[START Task input]
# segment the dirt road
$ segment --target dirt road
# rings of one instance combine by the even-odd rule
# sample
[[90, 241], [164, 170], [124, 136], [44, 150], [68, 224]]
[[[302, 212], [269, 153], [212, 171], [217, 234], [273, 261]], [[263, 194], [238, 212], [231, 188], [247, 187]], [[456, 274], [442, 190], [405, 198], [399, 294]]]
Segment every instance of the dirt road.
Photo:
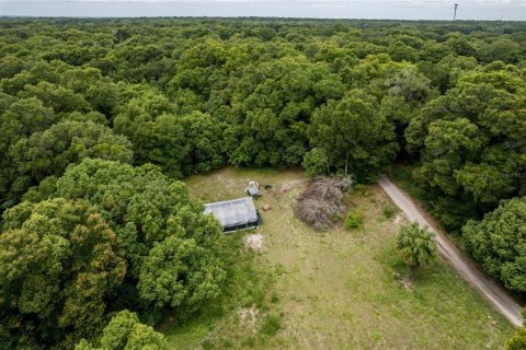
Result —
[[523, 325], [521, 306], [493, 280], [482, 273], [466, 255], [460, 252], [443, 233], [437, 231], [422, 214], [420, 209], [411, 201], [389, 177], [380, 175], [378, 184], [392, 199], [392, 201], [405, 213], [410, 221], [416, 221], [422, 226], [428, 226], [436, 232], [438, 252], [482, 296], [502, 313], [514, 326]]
[END Task input]
[START Task input]
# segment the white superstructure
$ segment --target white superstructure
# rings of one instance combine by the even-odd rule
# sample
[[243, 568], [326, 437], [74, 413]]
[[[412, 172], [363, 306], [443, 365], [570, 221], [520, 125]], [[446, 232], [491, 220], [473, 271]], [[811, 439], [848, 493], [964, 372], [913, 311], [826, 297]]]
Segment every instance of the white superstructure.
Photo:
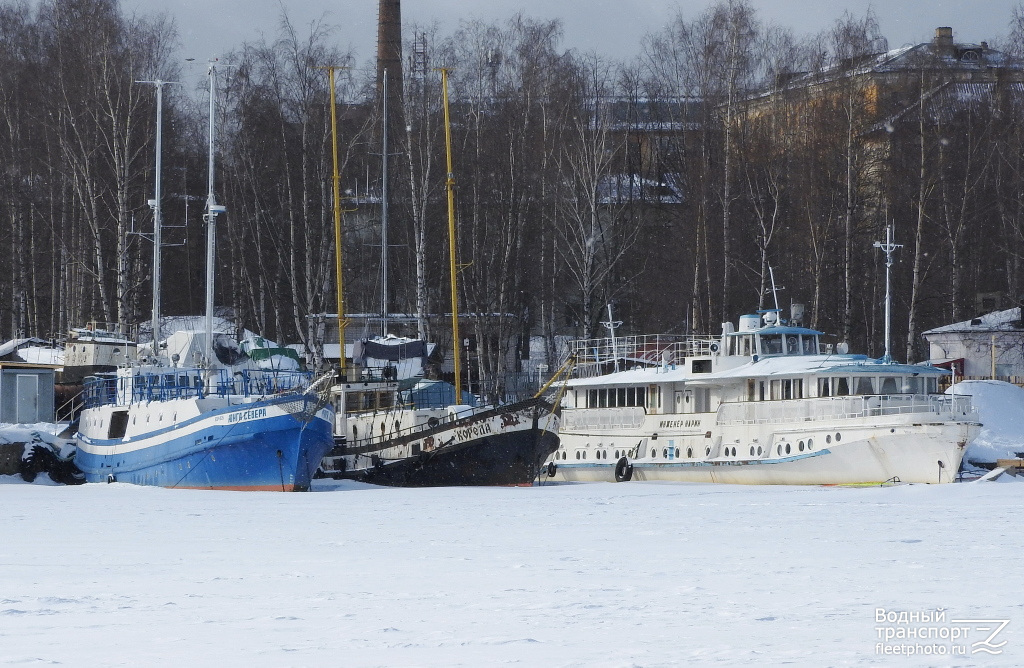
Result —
[END Task input]
[START Task input]
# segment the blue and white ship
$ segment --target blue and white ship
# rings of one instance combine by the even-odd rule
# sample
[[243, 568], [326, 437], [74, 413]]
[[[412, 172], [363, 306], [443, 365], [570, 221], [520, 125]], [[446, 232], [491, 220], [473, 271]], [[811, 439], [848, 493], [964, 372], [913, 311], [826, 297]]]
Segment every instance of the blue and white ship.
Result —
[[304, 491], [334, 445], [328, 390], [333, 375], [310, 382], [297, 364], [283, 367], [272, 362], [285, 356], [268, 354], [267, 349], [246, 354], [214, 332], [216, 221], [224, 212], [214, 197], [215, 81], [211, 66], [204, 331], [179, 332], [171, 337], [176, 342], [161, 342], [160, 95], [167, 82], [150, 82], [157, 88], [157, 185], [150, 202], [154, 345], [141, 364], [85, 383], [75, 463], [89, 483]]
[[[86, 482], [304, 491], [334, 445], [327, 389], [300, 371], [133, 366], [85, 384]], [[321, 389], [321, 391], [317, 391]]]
[END Task input]
Rescale everything from the line containing "# segment the dirt road" down to the line containing "313], [514, 326]]". Write out every one of those lines unchanged, except multiply each polygon coordinate in the result by 1.8 and round to whole numbers, with halves rounded up, and omit the picture.

# segment the dirt road
$ segment --target dirt road
# rings of one instance combine by the even-odd rule
# sample
[[90, 241], [164, 170], [124, 136], [44, 150], [68, 224]]
[[[302, 212], [269, 153], [212, 171], [217, 234], [273, 261]], [[263, 194], [238, 212], [231, 188], [247, 187]], [[456, 274], [442, 190], [405, 198], [399, 294]]]
Segment every instance of the dirt road.
Photo:
Result —
[[941, 585], [938, 551], [887, 504], [868, 491], [839, 459], [828, 454], [797, 419], [787, 416], [760, 385], [756, 376], [740, 362], [700, 319], [684, 315], [680, 331], [706, 358], [706, 362], [729, 383], [738, 398], [749, 398], [760, 407], [770, 407], [785, 418], [788, 454], [868, 533], [904, 563], [925, 587]]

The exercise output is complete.